**Passage for review:**

Content starts

Growth Trends for Related Jobs
Your nursing curriculum vitae should offer a concise but also engaging summary of your clinical skills, medical credentials and professional nursing experience. Recruiters might see dozens of CVs a day, and unless yours demonstrates your understanding of the type of facility you want to work in or the type of patient you want to care for, they might quickly move on to the next candidate.
Begin your resume with your name and contact information, noting degrees and earned designations immediately after your name. List these designations by their official abbreviations. If you have a registered nurse license in addition to a bachelor of science in nursing and certification in critical care nursing, headline your resume “Jane Smith, RN, CCRN, BSN.” List your name the same way it’s listed on your official academic transcripts and other credentials so employers can verify this information. Also list where you obtained your nursing degree, noting the university name, city and state and your graduation date. In addition, highlight honors such as graduating magna cum laude or valedictorian.
If you can capture a recruiter’s attention with the first few lines of your CV, she’s more likely to read the entire document in-depth. Highlight qualifications relevant to the position for which you’re applying. If you’re seeking a position as an emergency department charge nurse, for example, note that you have 10 years of experience in emergency medicine and held leadership positions for the last three of those. Also point out certifications or other credentials in management or in applicable nursing specialties.
Your professional nursing experience should make up the bulk of your CV. If you graduated three years ago or less, include the clinical rotations you completed as part of your degree. List the department, facility, location and dates. If you earned high grades on all of your rotations, include those as well. Follow a similar format for your professional experience, also listing your job title and describing your day-to-day responsibilities. Also, briefly describe the type of facility. For example, note the number of beds; whether it was a public, private or teaching hospital; or if it was a specialized facility such as a cancer treatment center or children’s hospital.
In addition to your work history, note anything that demonstrates your expertise and professionalism. Create a section for continuing education and include any training completed within the last three years. Note the title of the course, seminar or workshop along with the credits earned and where you completed the training. Also, discuss conferences you’ve attended or presented at, professional associations you belong to, volunteer work and awards and other honors. In addition, describe your computer skills. At many facilities, nurses update patient records via computer or use handheld devices to enter patient data, making technological savvy a strong selling point.

Content ends

**Records:**
Content starts

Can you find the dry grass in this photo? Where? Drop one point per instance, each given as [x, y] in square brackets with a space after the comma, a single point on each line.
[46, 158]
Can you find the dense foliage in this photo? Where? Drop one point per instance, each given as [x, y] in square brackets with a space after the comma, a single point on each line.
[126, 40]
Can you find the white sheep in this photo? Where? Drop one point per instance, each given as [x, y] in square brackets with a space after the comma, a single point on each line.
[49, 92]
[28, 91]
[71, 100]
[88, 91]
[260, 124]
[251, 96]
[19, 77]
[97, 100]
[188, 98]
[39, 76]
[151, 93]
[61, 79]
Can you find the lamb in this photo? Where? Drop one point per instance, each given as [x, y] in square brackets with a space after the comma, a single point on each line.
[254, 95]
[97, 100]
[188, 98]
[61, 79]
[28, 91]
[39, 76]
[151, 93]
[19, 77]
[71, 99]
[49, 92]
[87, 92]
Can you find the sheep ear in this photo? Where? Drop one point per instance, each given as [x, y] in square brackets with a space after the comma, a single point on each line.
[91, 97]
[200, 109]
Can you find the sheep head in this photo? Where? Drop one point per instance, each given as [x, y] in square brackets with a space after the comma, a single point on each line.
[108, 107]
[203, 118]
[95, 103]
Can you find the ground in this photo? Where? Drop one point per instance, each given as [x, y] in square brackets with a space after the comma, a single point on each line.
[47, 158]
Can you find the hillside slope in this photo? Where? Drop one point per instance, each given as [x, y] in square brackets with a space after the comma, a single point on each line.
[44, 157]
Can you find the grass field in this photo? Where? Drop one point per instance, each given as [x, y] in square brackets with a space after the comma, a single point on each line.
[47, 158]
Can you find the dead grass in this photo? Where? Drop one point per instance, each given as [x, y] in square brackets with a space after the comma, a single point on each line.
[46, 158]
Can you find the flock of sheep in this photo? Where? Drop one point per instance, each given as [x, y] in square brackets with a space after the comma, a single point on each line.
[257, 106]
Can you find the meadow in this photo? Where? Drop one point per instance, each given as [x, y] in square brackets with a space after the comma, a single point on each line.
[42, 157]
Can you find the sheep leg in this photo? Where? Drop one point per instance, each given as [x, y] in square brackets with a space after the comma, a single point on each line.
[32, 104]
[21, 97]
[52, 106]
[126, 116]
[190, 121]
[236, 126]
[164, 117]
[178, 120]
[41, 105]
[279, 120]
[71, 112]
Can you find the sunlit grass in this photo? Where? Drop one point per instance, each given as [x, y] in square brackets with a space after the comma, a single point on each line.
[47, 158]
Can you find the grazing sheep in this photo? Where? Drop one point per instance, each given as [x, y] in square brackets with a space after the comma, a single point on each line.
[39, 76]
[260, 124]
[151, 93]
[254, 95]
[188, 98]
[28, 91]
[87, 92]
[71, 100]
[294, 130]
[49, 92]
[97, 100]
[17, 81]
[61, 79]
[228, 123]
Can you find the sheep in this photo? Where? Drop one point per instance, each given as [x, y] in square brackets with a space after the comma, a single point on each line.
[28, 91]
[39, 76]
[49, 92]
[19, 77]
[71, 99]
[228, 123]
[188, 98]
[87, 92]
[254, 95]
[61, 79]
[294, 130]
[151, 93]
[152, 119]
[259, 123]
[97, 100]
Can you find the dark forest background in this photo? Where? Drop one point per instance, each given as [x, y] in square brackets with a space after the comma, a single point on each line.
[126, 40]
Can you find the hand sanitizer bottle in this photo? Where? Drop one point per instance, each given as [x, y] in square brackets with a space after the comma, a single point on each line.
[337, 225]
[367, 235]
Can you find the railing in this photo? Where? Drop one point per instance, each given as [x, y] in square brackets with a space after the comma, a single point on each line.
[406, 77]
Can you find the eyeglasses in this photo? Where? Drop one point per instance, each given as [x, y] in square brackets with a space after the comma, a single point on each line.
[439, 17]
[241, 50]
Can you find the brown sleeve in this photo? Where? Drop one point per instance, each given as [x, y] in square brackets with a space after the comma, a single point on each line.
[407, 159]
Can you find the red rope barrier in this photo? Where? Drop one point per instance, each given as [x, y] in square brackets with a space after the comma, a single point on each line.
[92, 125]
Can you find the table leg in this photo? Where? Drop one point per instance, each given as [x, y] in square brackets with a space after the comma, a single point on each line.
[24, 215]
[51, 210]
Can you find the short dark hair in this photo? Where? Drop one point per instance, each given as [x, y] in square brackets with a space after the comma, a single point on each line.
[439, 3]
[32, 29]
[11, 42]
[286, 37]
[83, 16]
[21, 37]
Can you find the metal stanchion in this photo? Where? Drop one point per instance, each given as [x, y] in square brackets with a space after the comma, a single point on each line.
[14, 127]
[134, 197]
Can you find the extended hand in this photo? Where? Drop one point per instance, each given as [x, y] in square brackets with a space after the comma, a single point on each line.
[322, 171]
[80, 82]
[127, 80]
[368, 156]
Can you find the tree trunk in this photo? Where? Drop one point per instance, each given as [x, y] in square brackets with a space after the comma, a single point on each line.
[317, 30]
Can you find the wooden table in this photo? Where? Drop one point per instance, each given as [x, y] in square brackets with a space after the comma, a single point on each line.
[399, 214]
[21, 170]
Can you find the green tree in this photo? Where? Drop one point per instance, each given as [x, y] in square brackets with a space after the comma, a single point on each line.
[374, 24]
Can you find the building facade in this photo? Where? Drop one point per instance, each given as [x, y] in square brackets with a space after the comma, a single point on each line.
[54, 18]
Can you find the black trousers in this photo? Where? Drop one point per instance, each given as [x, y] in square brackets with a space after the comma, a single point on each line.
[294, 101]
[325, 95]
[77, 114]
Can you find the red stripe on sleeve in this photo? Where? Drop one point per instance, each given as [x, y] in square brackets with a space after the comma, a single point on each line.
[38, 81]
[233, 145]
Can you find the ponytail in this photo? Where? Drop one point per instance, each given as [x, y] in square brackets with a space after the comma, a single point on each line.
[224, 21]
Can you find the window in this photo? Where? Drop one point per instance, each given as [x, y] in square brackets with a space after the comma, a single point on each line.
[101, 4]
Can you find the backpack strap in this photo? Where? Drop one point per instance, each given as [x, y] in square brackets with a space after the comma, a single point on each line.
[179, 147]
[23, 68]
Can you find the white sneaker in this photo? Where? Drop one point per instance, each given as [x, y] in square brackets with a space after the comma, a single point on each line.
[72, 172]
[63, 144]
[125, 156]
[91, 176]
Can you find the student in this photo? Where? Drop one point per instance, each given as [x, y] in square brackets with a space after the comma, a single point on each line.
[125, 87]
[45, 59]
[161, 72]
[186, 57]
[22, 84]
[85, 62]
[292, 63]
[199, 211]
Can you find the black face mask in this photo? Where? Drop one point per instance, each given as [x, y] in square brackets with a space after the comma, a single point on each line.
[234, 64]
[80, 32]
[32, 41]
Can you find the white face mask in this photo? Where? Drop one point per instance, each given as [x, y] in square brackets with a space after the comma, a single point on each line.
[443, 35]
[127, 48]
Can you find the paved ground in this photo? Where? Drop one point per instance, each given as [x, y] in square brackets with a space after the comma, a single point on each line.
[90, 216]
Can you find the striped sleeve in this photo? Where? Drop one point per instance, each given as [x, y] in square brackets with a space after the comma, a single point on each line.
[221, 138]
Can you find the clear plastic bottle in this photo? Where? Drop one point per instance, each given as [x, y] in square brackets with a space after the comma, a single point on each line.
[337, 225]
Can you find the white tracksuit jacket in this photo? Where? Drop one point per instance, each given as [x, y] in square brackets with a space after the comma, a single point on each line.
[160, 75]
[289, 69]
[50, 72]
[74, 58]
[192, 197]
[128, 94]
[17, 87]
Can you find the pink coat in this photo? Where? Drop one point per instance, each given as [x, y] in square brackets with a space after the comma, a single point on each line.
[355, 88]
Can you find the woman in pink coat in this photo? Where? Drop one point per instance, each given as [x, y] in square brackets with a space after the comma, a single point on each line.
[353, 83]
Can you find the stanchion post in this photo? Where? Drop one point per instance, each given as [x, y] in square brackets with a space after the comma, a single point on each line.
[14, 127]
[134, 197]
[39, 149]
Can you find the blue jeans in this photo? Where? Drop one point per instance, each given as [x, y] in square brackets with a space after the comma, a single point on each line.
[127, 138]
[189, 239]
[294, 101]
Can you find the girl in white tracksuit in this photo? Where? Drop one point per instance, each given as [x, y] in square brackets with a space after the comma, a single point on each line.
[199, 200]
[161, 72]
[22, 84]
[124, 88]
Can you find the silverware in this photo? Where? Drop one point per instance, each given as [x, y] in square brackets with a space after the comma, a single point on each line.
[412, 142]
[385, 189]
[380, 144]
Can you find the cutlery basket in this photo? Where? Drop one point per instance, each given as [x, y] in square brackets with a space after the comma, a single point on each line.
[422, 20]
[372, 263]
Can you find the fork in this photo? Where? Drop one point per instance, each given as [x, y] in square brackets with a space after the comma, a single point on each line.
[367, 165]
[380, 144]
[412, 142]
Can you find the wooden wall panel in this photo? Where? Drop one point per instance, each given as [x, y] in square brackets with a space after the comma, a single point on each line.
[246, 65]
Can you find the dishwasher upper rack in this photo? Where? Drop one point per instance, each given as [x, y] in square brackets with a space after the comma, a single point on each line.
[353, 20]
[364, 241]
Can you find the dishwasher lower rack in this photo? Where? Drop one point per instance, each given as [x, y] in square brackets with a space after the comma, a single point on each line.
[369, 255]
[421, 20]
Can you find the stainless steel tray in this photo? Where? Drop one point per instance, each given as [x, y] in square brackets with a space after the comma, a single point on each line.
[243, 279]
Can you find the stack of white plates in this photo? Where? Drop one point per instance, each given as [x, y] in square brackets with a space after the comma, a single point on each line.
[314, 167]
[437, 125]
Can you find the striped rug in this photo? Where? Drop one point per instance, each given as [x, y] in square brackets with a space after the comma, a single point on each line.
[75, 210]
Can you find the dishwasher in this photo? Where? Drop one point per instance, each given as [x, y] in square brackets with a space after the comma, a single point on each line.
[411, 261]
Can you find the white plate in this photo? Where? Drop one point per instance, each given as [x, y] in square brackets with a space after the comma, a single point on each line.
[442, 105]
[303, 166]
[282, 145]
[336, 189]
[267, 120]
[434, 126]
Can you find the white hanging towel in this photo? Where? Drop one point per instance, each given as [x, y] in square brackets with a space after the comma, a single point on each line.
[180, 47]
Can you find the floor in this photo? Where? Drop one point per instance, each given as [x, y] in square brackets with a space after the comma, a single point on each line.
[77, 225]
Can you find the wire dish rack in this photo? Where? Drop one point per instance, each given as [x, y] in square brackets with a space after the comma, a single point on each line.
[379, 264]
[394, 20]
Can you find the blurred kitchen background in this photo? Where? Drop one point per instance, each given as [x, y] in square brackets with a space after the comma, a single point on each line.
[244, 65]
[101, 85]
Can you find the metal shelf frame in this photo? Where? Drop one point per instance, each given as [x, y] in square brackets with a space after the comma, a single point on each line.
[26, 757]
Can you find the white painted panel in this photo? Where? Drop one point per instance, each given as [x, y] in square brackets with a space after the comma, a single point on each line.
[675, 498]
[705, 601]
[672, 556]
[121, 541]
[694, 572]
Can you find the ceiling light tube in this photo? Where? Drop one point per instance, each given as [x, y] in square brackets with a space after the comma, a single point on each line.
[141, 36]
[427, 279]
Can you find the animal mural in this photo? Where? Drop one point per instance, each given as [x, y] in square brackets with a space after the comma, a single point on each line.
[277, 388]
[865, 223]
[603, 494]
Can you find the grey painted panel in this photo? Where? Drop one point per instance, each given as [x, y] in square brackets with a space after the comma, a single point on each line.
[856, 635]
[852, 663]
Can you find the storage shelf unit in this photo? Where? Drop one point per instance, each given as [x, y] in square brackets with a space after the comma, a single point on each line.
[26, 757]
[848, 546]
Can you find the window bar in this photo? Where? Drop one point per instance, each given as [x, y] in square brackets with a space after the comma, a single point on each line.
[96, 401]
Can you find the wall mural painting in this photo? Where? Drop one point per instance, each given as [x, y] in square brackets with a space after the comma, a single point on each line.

Content ends

**Try it:** Rewrite the paragraph in the text on nursing CVs that begins "Your professional nursing experience" as a bulleted list, keeping its main facts. The data is separate material with no connection to the text on nursing CVs.

**Answer space:**
- Professional nursing experience should make up most of the CV.
- If you graduated three years ago or less, include the clinical rotations from your degree. List the department, facility, location and dates, and add your grades if they were high on all rotations.
- List professional experience in a similar format, adding your job title and day-to-day responsibilities.
- Briefly describe each facility: the number of beds; whether it was a public, private or teaching hospital; or whether it was a specialized facility such as a cancer treatment center or children's hospital.